» Instructions for the task:
Reproduce every line of the material below, but drop the pictures.

····················

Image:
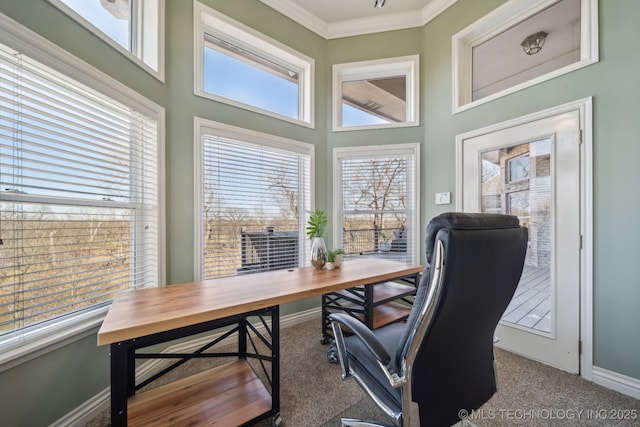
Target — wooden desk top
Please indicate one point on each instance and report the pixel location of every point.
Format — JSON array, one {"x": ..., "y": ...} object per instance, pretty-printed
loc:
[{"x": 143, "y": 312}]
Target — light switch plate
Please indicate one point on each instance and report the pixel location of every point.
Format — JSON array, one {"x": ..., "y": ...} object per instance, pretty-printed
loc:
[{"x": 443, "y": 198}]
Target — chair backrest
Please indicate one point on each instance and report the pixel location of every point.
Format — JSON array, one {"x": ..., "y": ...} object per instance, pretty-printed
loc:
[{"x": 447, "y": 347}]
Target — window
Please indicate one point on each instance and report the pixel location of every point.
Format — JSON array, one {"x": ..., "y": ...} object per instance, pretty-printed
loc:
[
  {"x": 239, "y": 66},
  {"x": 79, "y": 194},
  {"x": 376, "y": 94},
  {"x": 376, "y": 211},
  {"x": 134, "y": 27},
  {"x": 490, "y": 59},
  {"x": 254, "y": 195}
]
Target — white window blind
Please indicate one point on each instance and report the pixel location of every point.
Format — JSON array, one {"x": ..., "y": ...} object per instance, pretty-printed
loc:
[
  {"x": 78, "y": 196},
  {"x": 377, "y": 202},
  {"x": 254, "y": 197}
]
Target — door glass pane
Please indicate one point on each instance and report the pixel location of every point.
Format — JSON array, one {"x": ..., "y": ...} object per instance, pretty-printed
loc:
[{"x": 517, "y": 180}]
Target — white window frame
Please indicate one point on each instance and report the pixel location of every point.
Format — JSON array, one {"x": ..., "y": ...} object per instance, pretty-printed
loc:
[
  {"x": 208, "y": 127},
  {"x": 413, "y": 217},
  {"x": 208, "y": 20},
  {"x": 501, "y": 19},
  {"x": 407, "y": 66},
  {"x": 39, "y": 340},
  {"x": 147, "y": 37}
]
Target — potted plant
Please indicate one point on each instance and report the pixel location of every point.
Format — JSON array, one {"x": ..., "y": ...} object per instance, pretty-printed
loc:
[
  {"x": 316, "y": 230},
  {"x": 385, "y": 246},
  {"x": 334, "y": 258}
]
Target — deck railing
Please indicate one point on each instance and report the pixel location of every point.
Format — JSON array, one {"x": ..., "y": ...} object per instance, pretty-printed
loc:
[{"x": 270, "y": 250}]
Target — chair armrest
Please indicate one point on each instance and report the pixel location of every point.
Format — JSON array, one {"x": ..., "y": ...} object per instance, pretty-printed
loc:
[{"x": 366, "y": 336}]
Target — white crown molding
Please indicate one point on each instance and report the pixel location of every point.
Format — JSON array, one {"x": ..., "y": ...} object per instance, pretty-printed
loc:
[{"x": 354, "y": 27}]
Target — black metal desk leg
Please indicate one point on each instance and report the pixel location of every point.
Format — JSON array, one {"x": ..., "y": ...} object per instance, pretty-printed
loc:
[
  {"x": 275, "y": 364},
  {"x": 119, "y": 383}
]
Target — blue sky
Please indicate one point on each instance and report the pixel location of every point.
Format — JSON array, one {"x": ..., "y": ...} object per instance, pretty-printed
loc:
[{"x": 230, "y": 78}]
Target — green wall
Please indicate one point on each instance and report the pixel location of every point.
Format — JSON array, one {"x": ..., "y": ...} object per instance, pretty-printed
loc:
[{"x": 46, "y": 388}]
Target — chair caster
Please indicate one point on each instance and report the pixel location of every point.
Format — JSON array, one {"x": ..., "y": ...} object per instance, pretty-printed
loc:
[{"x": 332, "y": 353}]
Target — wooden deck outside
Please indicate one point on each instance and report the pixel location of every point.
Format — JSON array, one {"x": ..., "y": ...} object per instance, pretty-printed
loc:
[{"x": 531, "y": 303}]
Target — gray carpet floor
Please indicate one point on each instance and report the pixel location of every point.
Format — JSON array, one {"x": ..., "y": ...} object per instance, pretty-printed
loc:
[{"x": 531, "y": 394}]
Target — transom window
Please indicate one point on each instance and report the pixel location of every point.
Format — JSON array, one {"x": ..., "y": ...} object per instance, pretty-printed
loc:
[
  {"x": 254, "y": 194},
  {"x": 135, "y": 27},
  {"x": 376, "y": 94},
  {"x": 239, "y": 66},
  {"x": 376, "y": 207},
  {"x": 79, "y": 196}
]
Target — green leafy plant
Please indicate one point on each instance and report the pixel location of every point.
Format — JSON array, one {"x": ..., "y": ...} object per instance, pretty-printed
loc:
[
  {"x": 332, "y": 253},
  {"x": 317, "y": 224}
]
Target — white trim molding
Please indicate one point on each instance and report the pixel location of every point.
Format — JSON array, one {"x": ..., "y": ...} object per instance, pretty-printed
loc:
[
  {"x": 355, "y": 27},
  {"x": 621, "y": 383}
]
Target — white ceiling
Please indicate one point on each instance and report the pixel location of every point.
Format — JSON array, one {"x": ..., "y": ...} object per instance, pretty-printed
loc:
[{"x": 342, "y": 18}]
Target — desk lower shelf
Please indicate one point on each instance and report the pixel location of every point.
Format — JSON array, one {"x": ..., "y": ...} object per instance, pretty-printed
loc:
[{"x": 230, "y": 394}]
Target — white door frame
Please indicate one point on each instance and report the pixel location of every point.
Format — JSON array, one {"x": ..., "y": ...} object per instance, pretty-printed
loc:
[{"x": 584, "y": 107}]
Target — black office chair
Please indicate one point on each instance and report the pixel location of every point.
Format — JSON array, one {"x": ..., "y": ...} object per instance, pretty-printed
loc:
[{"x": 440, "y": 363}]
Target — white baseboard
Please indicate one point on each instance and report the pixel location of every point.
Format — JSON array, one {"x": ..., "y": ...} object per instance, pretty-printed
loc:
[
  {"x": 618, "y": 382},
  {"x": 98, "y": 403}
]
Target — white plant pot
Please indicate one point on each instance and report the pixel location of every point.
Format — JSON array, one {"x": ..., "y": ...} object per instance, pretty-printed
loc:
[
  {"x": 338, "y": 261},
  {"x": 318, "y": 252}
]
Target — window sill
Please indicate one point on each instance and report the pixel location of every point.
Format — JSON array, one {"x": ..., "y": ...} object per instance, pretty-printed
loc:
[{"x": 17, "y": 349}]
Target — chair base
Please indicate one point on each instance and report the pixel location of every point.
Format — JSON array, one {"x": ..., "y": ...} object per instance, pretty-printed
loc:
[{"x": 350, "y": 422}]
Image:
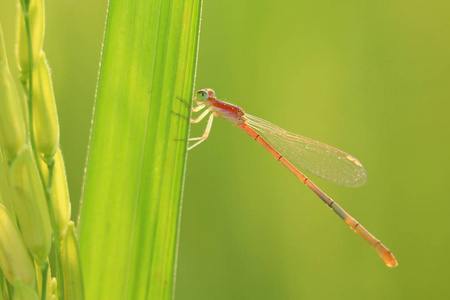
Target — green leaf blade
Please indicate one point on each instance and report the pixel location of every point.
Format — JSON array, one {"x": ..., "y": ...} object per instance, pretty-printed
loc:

····················

» Expected output:
Image:
Target — wooden desk top
Please indicate one point on each instance and report the pixel location of every point.
Format — JSON array, one {"x": ..., "y": ...} object per instance, pretty-printed
loc:
[{"x": 143, "y": 312}]
Target — light switch plate
Please indicate one point on each instance and report the pixel location of every point.
Format — JSON array, one {"x": ..., "y": ...} object per instance, pretty-printed
loc:
[{"x": 443, "y": 198}]
Target — chair backrest
Please indicate one point on each instance and report the pixel location of every point.
Format — JSON array, one {"x": ..., "y": ...} object per instance, pretty-printed
loc:
[{"x": 447, "y": 347}]
Target — window
Please indicate one point on each instance and report the pixel location of every point.
Format — JSON array, one {"x": ..., "y": ...} object per instance, pretty-printed
loc:
[
  {"x": 239, "y": 66},
  {"x": 79, "y": 194},
  {"x": 376, "y": 94},
  {"x": 376, "y": 211},
  {"x": 134, "y": 27},
  {"x": 490, "y": 59},
  {"x": 254, "y": 195}
]
Target — white window blind
Please indicate one point on each instance and report the pixel location of every point.
Format — JSON array, one {"x": ..., "y": ...} object per instance, pretty-printed
loc:
[
  {"x": 78, "y": 196},
  {"x": 377, "y": 202},
  {"x": 254, "y": 197}
]
Target — door glass pane
Please indicate one point on each instance and report the pixel location of every point.
Format — JSON array, one {"x": ..., "y": ...} object per instance, pretty-printed
loc:
[{"x": 517, "y": 180}]
Target — white window frame
Please indicate one point on each instance and report the pixel location of every point.
Format — JSON array, one {"x": ..., "y": ...} object per instance, pretty-printed
loc:
[
  {"x": 208, "y": 127},
  {"x": 413, "y": 217},
  {"x": 208, "y": 20},
  {"x": 501, "y": 19},
  {"x": 407, "y": 66},
  {"x": 39, "y": 340},
  {"x": 147, "y": 37}
]
Target — potted plant
Please indicate one point on each instance and report the pixel location of every point.
Format — JSON array, one {"x": ..., "y": ...} object per instance, pretty-printed
loc:
[
  {"x": 316, "y": 230},
  {"x": 385, "y": 246},
  {"x": 334, "y": 258}
]
Target — deck railing
Please indicate one point on each instance and report the pixel location of every point.
Format — JSON array, one {"x": ..., "y": ...} object per instance, pretty-printed
loc:
[{"x": 270, "y": 250}]
Target — chair armrest
Please indicate one point on each instance and report the pixel location of every point.
Format — JSON array, one {"x": ..., "y": ...} object per instance, pretty-printed
loc:
[{"x": 366, "y": 336}]
Target — white crown molding
Please indicate one point on each instance and report the pixel location of every point.
Format — JSON array, one {"x": ..., "y": ...} object per instance, pretty-printed
loc:
[{"x": 354, "y": 27}]
Target — black metal desk leg
Please indicate one point on each instance and report the pixel location of every point.
Format — JSON array, one {"x": ..., "y": ...} object per instance, pretty-printed
loc:
[
  {"x": 275, "y": 364},
  {"x": 119, "y": 383}
]
Target — blue sky
Please indicate one point on each instance and report the pixel location of every point.
Format — JSON array, one {"x": ..., "y": ...} object per instance, pretty-printed
loc:
[{"x": 230, "y": 78}]
Target — green wall
Please indicate one point on each instance and report the pixel location of every point.
Format — JSON array, one {"x": ..., "y": ...} object per instance, pretty-printed
loc:
[{"x": 46, "y": 388}]
Target — chair caster
Please indicate one point on each instance and report the pixel location of every point.
Format — JSON array, one {"x": ..., "y": ...} object per instance, pretty-printed
loc:
[{"x": 332, "y": 353}]
Target — wooden deck outside
Please indicate one point on each instance and report the pixel location of every point.
Format — JSON array, one {"x": ..., "y": ...} object per instance, pretty-printed
loc:
[{"x": 531, "y": 303}]
Target — gray carpet floor
Please indicate one point on each instance and report the pixel location of every point.
Format — JSON array, one {"x": ..., "y": ...} object per instance, pretty-printed
loc:
[{"x": 531, "y": 394}]
Target — transom window
Please indicate one point on each instance and report the pixel location of every point.
Format — JSON array, one {"x": ..., "y": ...} object per instance, pretty-printed
loc:
[
  {"x": 254, "y": 194},
  {"x": 135, "y": 27},
  {"x": 376, "y": 94},
  {"x": 239, "y": 66},
  {"x": 376, "y": 207},
  {"x": 79, "y": 196}
]
Target — green leafy plant
Please indicate one point on each instance and report the pixel location of every point.
Format — JSON array, one {"x": ..., "y": ...} object per instance, pretty-printed
loc:
[
  {"x": 332, "y": 253},
  {"x": 317, "y": 224}
]
Target — white trim molding
Please indicate one point on each instance and report the pixel location of every point.
Format — JSON array, one {"x": ..., "y": ...} object per instance, pretty-printed
loc:
[
  {"x": 355, "y": 27},
  {"x": 621, "y": 383}
]
Target — white ceiling
Please indicate one point on each instance and report the pixel location of every point.
Format — JSON array, one {"x": ..., "y": ...} object per instance, pretty-printed
loc:
[{"x": 342, "y": 18}]
Target — desk lower shelf
Please indicate one point on each instance and report the pixel location of every point.
Format — JSON array, one {"x": ..., "y": ...} object per instance, pretty-printed
loc:
[{"x": 230, "y": 394}]
Target — white door frame
Please indicate one point on each instance and report the pixel location of every point.
Format — JSON array, one {"x": ..., "y": ...} object per instance, pretty-printed
loc:
[{"x": 584, "y": 107}]
Target — black office chair
Please indicate one point on each instance and report the pixel location of every point.
Format — JSON array, one {"x": ..., "y": ...} object per instance, pretty-printed
loc:
[{"x": 440, "y": 363}]
Target — white baseboard
Please indicate one point on each instance and report the pixel location of every point.
Format — JSON array, one {"x": ..., "y": ...} object per instance, pretty-printed
loc:
[
  {"x": 618, "y": 382},
  {"x": 98, "y": 403}
]
Target — white plant pot
Please indicate one point on each instance and report the pixel location of every point.
Format — JSON array, one {"x": ..., "y": ...} object per instance, pretty-printed
loc:
[
  {"x": 338, "y": 261},
  {"x": 318, "y": 252}
]
Target — window sill
Please indicate one point on each instance and report the pixel location of every point.
Format — JSON array, one {"x": ..., "y": ...} object per instance, pretty-printed
loc:
[{"x": 17, "y": 349}]
Target — chair base
Please indicate one point on each instance and report the pixel location of every point.
Format — JSON array, one {"x": ..., "y": ...} object per instance, pretty-printed
loc:
[{"x": 350, "y": 422}]
Image:
Target — green leaf blade
Please indicate one point on each instance and report the pixel location of every point.
Format — JSON array, one {"x": ..., "y": ...} object per instance, pretty-printed
loc:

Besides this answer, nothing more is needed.